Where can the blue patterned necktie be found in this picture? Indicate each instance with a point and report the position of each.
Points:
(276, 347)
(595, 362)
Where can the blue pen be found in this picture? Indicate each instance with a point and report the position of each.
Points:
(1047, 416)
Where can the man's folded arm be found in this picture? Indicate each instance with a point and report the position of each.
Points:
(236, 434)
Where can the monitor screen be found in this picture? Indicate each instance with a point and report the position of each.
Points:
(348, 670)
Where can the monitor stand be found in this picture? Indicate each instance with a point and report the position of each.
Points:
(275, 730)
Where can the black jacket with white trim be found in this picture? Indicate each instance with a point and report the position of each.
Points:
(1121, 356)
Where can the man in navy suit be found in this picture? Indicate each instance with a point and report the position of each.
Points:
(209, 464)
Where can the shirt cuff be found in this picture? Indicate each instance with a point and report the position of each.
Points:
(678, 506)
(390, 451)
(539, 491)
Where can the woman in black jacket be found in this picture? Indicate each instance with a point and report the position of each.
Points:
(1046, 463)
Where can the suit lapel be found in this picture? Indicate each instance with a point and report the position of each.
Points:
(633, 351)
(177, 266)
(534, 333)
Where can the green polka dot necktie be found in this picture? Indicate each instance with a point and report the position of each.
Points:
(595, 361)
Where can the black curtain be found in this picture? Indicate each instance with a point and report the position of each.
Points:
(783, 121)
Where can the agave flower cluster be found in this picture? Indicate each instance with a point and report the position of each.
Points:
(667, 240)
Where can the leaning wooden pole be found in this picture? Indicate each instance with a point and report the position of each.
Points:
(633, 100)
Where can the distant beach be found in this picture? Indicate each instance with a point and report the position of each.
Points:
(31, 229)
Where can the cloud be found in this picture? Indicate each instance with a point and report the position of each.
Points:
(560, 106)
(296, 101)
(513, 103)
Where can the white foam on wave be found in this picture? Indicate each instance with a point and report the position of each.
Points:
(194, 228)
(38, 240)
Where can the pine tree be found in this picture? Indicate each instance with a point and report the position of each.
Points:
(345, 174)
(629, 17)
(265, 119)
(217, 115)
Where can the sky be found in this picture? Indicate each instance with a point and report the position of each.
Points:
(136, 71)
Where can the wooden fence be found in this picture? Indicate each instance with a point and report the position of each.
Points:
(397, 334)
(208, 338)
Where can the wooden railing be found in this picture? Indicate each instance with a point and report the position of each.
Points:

* * * * *

**What to work on:** Lines containing the word "jacket" are to be tallied across the entries above; give only the resulting count.

**Answer below:** 2